-- start RECORDS PROVIDED --

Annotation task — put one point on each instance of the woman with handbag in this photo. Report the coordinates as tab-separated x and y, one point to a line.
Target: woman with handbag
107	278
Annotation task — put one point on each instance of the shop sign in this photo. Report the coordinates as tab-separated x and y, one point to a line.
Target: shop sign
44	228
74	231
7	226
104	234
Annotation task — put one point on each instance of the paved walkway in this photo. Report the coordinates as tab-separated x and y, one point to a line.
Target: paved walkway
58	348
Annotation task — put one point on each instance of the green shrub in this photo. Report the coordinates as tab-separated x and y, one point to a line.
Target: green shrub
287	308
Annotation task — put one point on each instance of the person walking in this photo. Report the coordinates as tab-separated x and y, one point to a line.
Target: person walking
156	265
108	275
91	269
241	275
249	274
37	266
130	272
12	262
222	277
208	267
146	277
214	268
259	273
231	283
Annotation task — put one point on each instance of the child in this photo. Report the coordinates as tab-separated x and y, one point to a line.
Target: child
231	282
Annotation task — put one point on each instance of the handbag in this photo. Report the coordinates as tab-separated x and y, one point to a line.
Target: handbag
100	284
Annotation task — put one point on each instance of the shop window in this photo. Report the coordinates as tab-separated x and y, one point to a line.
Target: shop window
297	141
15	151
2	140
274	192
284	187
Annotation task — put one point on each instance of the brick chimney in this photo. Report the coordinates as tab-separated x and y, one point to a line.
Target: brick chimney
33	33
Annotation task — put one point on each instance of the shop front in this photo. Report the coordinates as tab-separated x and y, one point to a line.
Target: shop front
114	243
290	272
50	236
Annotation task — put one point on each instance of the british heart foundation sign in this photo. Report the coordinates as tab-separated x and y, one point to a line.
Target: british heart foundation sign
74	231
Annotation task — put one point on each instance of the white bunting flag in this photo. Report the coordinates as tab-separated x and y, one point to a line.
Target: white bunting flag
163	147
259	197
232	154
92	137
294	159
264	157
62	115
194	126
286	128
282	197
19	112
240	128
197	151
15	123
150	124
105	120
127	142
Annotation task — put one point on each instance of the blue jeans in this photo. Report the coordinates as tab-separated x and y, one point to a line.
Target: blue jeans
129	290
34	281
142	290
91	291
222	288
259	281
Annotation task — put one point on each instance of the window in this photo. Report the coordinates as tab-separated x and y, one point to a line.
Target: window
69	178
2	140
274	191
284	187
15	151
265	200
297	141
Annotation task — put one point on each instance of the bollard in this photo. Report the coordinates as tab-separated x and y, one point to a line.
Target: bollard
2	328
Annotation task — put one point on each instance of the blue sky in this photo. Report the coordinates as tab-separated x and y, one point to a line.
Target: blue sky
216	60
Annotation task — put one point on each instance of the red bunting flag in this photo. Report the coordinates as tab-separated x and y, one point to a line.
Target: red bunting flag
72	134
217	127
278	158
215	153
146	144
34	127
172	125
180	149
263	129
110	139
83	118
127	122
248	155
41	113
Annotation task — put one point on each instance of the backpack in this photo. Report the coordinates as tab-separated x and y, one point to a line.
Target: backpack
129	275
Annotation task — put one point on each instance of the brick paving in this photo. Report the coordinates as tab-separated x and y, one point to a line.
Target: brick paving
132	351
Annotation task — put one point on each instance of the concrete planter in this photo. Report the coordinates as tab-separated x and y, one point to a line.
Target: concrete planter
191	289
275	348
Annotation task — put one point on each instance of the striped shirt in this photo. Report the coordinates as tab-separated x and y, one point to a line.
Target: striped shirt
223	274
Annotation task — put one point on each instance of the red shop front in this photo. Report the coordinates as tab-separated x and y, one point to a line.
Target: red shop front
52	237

-- end RECORDS PROVIDED --

#### EXERCISE GOAL:
Transcribe all of the records above line for line, with no changes to any wording, number, or spacing.

#### REPLY TO THE TASK:
Annotation task — put one point on each instance of the woman with handbag in this photo. Report the coordinates as tab-separated x and y, one point to a line.
Target: woman with handbag
107	278
Annotation task — put one point on each instance of the shop sign in this photo. Report the coordinates as tab-separated x and y, one point to a line.
Target: shop sign
44	228
74	231
7	226
104	234
Annotation task — put one point on each instance of the paved walkway in this photo. Report the coordinates as tab-separated x and y, one point to a line.
Target: paved walkway
58	348
Annotation task — put one point on each instance of the green shrub in this photo. Report the coordinates as tab-separated x and y, one point to a line.
Target: green shrub
287	308
Annotation task — put one point on each instance of the person walking in this photo. Report the coordinates as tab-separated x and y, one point to a line.
Target: person walking
156	265
108	275
91	269
241	275
249	274
37	266
130	272
12	262
222	277
208	267
146	277
214	268
259	273
231	283
Annotation task — put one point on each instance of the child in this photo. Report the coordinates as tab-separated x and y, one point to a line.
Target: child
231	282
Annotation task — put one point on each instance of the handbag in this photo. Report the coordinates as tab-separated x and y, one point to a line.
Target: handbag
100	284
Annotation task — put one point on each instance of the shop window in this photo. Report the coordinates as tab-separated x and y, one point to a line.
Target: shop window
297	141
15	151
2	140
274	192
284	187
Annotation task — put one point on each instance of the brick chimney in this photo. Report the coordinates as tab-separated x and y, one point to a line.
Target: brick chimney
33	33
Annotation task — put one point on each instance of the shop front in this photo. Report the coordinates as tab-separated x and y, one point to a line.
Target: shop front
114	243
290	272
50	236
Annotation task — put one point on each instance of the british heart foundation sign in this photo. Report the coordinates as tab-separated x and y, one point to a line.
Target: british heart foundation sign
74	231
Annotation task — put one point on each instance of the white bunting flag in this photo. Report the coordinates as tab-separated x and y, one point to a line.
Target: white bunting flag
163	147
259	197
232	154
92	137
294	159
264	157
62	115
194	126
286	128
282	197
19	112
240	128
197	151
15	123
150	124
105	120
127	142
Annotation task — put one point on each instance of the blue jeans in this photo. Report the coordinates as tab-separated x and y, one point to a line.
Target: blue jeans
129	290
34	281
142	290
91	291
222	288
259	281
Annotation task — put one point on each instance of the window in this photo. Report the coordinates as tab-separated x and y, one point to a line.
Target: window
69	178
2	140
274	191
284	187
15	151
265	200
297	141
Annotation task — put one point on each instance of the bollard in this photo. Report the coordinates as tab-separated x and y, one point to a line.
Target: bollard
2	328
Annotation task — put one point on each instance of the blue sky in this photo. Report the coordinates as tab-separated x and y, one point to a line.
Target: blue sky
216	60
Annotation task — put one point on each instance of the red bunting flag in this photo. Report the coordinates as tab-separated x and y, one point to a line.
Target: red bunting flag
72	134
217	127
278	158
215	153
146	144
34	127
172	125
180	149
263	129
110	139
83	118
127	122
248	155
41	113
Annotation task — put one point on each instance of the backpack in this photo. Report the coordinates as tab-separated x and y, one point to a line.
Target: backpack
129	275
Annotation task — put one point on each instance of the brick paving in this photo. Report the coordinates as tab-separated x and y, one point to a line.
Target: brick paving
132	351
Annotation task — put one point on each instance of the concrete planter in this photo. Report the coordinates as tab-separated x and y, one point to a line.
Target: concrete planter
191	289
275	348
Annotation task — put one point on each instance of the striped shirt in this photo. Report the coordinates as tab-separated x and y, one point to a line.
Target: striped shirt
223	274
Annotation task — put one point on each instance of the red shop front in this photo. Report the coordinates as tab-separated x and y, one point to a line.
Target: red shop front
52	237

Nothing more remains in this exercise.